----- 抜粋箇所
ホンフゥはジュリアの家宅捜査を令状なしで行っていたが、マリーに香港警察からの帰還命令を告げられる。警察組織を離れても山崎を追う、と言い残し去るホンフゥ。ジュリアは山崎の過去を問いただす。彼の犯罪歴を聞いてもなお、山崎の元へ駆け付けようとするジュリア。
ギース機関の本部は移設、ビリー以外の部下はそちらに移った。邪魔者を片付けてから追う、というビリー。橋で待つ彼の前に、山崎が姿を現す。殺意と狂暴さが渦巻く闘いが繰り広げられ、ついに山崎の動きが止まる。とどめを刺そうとしたビリーの前に飛び出したジュリアは、棍をまともに受け、致命傷を被る。乱入者にビリーが躊躇した隙に、短刀を抜きジュリアを盾に突進する山崎。短刀が棍を滑り、ビリーの喉元に迫る。その時、秘伝書から「気」が立ち上った。それはギースの姿をしており、奥義を炸裂させて橋を破壊し、ビリーの窮地を救った。ギースの肉体は滅び、その「気」だけがビリーに救われ、秘伝書に宿っているのだった、秦王龍さえも押しのけて。ビリーと山崎は痛み分けた。山崎はジュリアの死にも動ぜず、ギースを追うことに喜びを感じていた。
----------
----- 提供データ
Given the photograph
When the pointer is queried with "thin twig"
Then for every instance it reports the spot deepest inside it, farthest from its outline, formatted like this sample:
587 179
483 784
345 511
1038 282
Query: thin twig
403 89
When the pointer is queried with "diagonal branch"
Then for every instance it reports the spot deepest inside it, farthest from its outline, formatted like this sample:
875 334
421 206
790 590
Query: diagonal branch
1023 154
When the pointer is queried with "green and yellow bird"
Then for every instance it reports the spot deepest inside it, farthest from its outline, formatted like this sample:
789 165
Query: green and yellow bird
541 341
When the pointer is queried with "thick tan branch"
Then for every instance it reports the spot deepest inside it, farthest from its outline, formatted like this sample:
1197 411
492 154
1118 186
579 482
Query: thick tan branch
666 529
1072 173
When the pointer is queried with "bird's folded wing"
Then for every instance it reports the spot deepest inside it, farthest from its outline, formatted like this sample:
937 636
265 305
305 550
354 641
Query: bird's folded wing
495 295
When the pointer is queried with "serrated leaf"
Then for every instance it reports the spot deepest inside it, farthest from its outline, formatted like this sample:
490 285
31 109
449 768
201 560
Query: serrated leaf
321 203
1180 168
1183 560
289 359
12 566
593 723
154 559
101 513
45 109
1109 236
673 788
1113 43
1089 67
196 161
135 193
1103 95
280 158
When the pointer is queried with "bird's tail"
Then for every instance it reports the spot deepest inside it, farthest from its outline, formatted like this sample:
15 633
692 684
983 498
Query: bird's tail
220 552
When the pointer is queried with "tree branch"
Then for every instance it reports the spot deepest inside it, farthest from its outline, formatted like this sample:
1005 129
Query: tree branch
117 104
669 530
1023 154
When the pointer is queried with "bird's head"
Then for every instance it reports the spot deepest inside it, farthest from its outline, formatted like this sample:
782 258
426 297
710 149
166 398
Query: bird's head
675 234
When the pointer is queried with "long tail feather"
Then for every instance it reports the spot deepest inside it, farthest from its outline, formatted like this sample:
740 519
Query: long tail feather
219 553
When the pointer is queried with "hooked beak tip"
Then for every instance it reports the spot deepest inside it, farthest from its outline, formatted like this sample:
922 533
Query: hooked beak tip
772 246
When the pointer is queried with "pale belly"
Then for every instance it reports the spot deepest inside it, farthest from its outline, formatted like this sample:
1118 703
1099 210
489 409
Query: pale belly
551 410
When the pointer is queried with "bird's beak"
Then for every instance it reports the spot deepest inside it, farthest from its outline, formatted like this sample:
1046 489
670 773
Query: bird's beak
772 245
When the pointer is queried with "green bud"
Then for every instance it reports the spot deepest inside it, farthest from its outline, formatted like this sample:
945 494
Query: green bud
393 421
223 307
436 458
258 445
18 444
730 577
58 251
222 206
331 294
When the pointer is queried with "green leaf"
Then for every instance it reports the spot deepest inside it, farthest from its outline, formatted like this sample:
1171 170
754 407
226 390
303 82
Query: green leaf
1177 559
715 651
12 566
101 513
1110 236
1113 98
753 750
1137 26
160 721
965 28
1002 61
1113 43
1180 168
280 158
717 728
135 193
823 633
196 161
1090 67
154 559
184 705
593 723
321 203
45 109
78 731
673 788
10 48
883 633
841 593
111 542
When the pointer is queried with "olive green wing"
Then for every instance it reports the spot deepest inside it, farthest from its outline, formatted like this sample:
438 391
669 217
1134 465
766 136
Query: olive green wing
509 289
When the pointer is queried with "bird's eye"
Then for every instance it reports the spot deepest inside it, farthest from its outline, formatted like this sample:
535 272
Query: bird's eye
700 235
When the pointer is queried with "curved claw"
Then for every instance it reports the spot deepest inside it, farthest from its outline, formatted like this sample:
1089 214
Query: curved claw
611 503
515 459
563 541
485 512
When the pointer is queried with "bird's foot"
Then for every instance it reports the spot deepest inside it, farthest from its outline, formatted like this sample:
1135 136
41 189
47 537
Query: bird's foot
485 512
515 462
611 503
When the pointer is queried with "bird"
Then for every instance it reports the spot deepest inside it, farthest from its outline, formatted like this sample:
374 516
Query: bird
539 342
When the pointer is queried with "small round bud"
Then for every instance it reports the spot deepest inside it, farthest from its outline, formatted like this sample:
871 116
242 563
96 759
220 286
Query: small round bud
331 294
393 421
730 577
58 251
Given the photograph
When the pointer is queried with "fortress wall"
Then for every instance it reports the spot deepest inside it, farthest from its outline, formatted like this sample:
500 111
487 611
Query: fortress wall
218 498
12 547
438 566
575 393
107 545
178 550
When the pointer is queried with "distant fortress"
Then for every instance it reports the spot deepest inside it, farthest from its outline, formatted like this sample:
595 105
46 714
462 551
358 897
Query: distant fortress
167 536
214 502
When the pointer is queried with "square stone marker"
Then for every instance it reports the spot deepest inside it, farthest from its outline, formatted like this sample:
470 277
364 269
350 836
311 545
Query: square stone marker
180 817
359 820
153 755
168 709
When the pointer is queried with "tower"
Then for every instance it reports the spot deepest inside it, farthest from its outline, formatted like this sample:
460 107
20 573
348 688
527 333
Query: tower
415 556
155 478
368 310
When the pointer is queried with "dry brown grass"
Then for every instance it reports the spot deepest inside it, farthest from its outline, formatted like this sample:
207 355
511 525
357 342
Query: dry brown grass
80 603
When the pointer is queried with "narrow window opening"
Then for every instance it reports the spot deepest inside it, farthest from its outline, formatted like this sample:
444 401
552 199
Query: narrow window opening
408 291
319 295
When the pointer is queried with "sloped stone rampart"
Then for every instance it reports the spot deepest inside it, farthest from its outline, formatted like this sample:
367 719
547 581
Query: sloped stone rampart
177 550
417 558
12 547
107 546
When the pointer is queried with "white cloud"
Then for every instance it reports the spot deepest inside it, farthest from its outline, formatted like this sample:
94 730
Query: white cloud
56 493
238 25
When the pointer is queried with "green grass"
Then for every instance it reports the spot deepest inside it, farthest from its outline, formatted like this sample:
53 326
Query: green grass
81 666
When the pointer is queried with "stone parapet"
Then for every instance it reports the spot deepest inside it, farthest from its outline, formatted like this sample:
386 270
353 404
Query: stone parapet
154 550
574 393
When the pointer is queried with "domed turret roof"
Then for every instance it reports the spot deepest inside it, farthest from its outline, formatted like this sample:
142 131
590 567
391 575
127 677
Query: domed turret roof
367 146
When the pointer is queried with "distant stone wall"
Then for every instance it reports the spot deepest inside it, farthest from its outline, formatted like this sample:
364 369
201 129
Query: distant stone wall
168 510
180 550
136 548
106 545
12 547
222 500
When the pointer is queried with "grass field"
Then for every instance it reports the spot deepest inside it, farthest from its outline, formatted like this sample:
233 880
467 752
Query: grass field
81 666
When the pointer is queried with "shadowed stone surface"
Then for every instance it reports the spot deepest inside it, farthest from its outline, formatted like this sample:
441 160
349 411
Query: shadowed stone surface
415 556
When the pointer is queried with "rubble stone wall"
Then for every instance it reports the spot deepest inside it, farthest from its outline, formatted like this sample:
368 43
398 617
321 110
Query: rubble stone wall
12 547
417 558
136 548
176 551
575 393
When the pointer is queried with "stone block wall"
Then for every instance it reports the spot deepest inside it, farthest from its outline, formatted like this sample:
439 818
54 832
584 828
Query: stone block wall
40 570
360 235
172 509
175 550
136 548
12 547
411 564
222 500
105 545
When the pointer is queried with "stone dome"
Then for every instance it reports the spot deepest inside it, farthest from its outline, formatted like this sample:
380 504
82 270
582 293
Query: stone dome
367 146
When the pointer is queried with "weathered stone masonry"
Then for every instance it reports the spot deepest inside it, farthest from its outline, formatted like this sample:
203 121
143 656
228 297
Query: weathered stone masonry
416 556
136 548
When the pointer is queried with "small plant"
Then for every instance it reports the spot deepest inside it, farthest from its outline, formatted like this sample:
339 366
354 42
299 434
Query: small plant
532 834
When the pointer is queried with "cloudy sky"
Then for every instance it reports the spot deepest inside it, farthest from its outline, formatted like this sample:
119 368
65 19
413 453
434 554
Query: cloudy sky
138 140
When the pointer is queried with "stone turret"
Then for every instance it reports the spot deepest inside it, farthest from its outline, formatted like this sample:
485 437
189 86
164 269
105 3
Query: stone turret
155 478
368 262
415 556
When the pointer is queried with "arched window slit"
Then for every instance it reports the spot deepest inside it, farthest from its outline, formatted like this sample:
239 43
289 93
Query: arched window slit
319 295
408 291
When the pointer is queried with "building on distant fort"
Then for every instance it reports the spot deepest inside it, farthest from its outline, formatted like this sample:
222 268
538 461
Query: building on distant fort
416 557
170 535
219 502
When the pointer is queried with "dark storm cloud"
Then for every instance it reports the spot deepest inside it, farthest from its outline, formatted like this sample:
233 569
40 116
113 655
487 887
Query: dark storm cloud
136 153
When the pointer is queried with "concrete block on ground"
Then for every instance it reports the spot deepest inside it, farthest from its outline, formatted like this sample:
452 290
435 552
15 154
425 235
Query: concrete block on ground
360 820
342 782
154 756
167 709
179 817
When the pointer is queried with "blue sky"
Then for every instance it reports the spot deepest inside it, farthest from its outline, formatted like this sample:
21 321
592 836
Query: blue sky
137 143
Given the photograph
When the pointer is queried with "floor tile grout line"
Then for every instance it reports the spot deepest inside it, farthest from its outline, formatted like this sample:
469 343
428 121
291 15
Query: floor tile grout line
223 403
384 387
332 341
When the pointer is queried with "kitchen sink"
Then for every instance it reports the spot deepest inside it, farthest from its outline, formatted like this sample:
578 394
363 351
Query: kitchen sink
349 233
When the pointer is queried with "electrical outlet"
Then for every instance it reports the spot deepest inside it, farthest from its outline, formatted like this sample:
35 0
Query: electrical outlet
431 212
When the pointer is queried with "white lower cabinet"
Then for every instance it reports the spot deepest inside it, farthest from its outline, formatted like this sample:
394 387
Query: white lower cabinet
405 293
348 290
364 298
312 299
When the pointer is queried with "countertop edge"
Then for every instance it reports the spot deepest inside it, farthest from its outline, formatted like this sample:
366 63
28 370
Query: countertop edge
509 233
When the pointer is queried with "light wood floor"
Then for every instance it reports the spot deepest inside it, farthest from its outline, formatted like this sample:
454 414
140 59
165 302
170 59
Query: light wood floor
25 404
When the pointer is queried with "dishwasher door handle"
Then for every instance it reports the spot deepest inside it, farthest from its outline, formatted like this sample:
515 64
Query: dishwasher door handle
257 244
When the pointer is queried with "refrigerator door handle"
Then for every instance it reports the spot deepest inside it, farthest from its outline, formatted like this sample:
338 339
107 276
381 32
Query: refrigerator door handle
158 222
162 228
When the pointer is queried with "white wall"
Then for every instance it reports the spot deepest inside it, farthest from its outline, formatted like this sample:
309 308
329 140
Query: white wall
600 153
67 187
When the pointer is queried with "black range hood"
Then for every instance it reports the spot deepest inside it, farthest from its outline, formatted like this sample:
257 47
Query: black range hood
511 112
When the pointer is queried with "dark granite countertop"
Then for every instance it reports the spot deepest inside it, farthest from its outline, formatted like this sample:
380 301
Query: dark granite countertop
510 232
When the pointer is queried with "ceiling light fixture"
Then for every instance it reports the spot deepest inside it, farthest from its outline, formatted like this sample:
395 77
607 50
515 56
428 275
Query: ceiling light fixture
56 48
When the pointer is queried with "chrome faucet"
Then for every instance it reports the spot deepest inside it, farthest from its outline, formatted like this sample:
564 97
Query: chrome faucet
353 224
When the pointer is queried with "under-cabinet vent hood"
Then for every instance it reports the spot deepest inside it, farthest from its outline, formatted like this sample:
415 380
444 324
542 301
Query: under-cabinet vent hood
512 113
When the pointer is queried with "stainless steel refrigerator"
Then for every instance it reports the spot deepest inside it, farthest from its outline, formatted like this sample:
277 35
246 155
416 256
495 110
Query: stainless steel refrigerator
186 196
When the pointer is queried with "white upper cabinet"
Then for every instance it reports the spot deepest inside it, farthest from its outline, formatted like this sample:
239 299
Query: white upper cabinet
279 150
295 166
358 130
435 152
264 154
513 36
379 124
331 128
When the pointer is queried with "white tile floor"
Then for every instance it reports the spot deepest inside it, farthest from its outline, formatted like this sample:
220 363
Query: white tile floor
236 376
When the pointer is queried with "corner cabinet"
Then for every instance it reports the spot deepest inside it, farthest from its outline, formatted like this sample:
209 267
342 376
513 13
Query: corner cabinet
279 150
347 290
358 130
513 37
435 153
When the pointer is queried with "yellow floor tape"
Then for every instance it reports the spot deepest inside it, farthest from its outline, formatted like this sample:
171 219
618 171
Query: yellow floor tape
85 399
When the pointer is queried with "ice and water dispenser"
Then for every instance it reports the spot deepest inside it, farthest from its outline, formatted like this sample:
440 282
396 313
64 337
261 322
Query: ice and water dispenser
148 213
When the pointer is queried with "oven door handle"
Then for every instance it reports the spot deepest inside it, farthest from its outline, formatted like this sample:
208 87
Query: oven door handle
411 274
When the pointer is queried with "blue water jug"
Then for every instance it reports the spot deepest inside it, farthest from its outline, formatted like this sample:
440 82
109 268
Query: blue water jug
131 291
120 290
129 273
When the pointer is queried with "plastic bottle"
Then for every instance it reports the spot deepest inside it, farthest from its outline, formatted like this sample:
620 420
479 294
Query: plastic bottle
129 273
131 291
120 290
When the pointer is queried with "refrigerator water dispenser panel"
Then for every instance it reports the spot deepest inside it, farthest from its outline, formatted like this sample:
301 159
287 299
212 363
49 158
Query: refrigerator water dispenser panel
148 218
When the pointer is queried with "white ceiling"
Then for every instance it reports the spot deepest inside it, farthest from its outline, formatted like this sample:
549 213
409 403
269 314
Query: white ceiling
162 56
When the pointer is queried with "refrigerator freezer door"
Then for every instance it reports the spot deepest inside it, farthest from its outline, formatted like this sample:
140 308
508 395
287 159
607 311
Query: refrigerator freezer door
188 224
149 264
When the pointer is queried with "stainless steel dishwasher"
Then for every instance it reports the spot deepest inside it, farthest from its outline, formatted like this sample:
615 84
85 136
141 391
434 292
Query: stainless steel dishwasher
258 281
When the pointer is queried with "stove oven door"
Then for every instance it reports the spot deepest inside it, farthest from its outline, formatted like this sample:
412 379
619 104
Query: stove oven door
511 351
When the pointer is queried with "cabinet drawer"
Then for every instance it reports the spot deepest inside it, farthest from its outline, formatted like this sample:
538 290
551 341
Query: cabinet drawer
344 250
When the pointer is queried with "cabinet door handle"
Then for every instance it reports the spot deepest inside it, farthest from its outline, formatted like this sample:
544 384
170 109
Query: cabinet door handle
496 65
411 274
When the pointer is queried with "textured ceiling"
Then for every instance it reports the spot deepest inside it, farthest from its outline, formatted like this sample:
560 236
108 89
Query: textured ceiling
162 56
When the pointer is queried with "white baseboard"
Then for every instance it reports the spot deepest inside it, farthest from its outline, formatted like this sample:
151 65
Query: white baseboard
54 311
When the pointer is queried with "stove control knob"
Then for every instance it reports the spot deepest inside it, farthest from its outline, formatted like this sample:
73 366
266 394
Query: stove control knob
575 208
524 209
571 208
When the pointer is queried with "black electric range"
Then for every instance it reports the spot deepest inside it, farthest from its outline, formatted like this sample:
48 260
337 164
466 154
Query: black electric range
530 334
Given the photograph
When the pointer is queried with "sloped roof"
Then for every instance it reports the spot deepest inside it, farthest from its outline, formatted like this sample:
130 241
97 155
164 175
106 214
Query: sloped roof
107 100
----------
作業指示 1
抜粋について、次の問いに答えよ。
(a) ホンフゥに香港警察からの帰還命令を告げたのは誰か。
(b) ビリーが山崎を待っていた場所はどこか。
(c) 秘伝書から立ち上った「気」は誰の姿をしていたか。
作業指示 2
抜粋の「ホンフゥはジュリアの家宅捜査」から「追うことに喜びを感じていた。」までの部分を、「橋」を「埠頭」に置き換えて書き直せ。

作業結果 1
(a) マリー
(b) 橋
(c) ギース

作業結果 2
ホンフゥはジュリアの家宅捜査を令状なしで行っていたが、マリーに香港警察からの帰還命令を告げられる。警察組織を離れても山崎を追う、と言い残し去るホンフゥ。ジュリアは山崎の過去を問いただす。彼の犯罪歴を聞いてもなお、山崎の元へ駆け付けようとするジュリア。
ギース機関の本部は移設、ビリー以外の部下はそちらに移った。邪魔者を片付けてから追う、というビリー。埠頭で待つ彼の前に、山崎が姿を現す。殺意と狂暴さが渦巻く闘いが繰り広げられ、ついに山崎の動きが止まる。とどめを刺そうとしたビリーの前に飛び出したジュリアは、棍をまともに受け、致命傷を被る。乱入者にビリーが躊躇した隙に、短刀を抜きジュリアを盾に突進する山崎。短刀が棍を滑り、ビリーの喉元に迫る。その時、秘伝書から「気」が立ち上った。それはギースの姿をしており、奥義を炸裂させて埠頭を破壊し、ビリーの窮地を救った。ギースの肉体は滅び、その「気」だけがビリーに救われ、秘伝書に宿っているのだった、秦王龍さえも押しのけて。ビリーと山崎は痛み分けた。山崎はジュリアの死にも動ぜず、ギースを追うことに喜びを感じていた。